_PASSAGE GIVEN_
In this poster, we present a simple system, dubbed “steelir,” that suggests and assembles PubMed search features from a set of relevant and non-relevant examples provided by the researcher (Piwowar 2010). Using this system, investigators need only code as many articles as necessary to establish relevant subsets within the data.

To evaluate the effectiveness of this approach, we applied it to the task of identifying research articles that used functional magnetic resonance imaging (fMRI) to study one of two discrete types of cognitive function.


We began with a set of fMRI research articles that had been manually curated based on the cognitive function under observation (Illes et al., 2003).

Of these sample documents, 62.5% were randomly selected to serve as a training set for query development. For each query we wished to develop, we supplied the PubMed IDs of our positive and negative examples to our steelir program.

Steelir (Python 2.6) retrieved titles, abstracts, and MeSH® indexing terms through the NCBI's Entrez Programming Utilities (eUtils) web service (http://eutils.ncbi.nlm.nih.gov/entrez/query/static/eutils_help.html) and calculated simple features for each article based on unigrams and bigrams of this text.

Steelir disqualified features that did not have at least 10% precision and 10% recall in our training corpus. To assemble unigram and bigram features for the abstracts and titles, we delimited the text on spaces and all punctuation except hyphens. We excluded any unigram or bigram that included a word less than 3 or more than 30 characters long, did not include at least one alphabetic character, or represented a PubMed stop word.

_ENTRIES_
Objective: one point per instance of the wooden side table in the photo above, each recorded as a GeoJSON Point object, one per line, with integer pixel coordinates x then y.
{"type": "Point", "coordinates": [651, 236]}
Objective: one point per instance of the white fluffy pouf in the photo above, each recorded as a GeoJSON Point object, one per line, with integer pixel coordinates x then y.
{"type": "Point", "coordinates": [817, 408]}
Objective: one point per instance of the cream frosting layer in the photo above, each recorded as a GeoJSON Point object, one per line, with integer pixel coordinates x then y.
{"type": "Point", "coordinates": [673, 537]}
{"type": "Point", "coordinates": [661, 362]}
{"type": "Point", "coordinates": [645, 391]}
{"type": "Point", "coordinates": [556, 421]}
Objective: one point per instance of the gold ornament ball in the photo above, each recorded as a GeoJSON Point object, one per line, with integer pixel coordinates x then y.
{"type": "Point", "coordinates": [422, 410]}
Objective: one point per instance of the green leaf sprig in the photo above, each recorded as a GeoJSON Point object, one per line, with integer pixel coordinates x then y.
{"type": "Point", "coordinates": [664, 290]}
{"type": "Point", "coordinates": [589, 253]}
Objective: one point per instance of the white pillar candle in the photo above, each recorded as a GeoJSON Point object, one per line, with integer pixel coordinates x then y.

_WHAT TO WORK ON_
**1.** Recast the paragraph of the passage on steelir that opens "Steelir disqualified features" as a bulleted list, keeping its main facts.
**2.** Carry the passage on steelir forward from its final sentence.
The listing plays no part in the work here.

_RESULTS OF THE EXERCISE_
**1.**
- Features needed at least 10% precision and 10% recall in the training corpus, or steelir discarded them.
- Unigram and bigram features for titles and abstracts came from splitting the text on spaces and on all punctuation except hyphens.
- A unigram or bigram was excluded if it:
  - contained a word shorter than 3 or longer than 30 characters,
  - had no alphabetic character, or
  - was a PubMed stop word.

**2.**
We then applied domain knowledge to exclude features that were not germane to the intent of the query, and considered generalizations of MeSH terms where appropriate.

To evaluate the performance of the queries, we calculated the precision, recall, and f-measure of the full queries across the test samples (the PubMed positive and negative examples that were not used for query development). We compared the results to baseline MeSH queries.


We applied the steelir system to the task of identifying research articles of fMRI of basic sensorimotor function. We compared the results of the derived query to that of a naïve query based on MeSH terms on the test set. The derived query had better precision than either of the MeSH queries and a substantially improved level of recall for our intended task, as shown in Table 1.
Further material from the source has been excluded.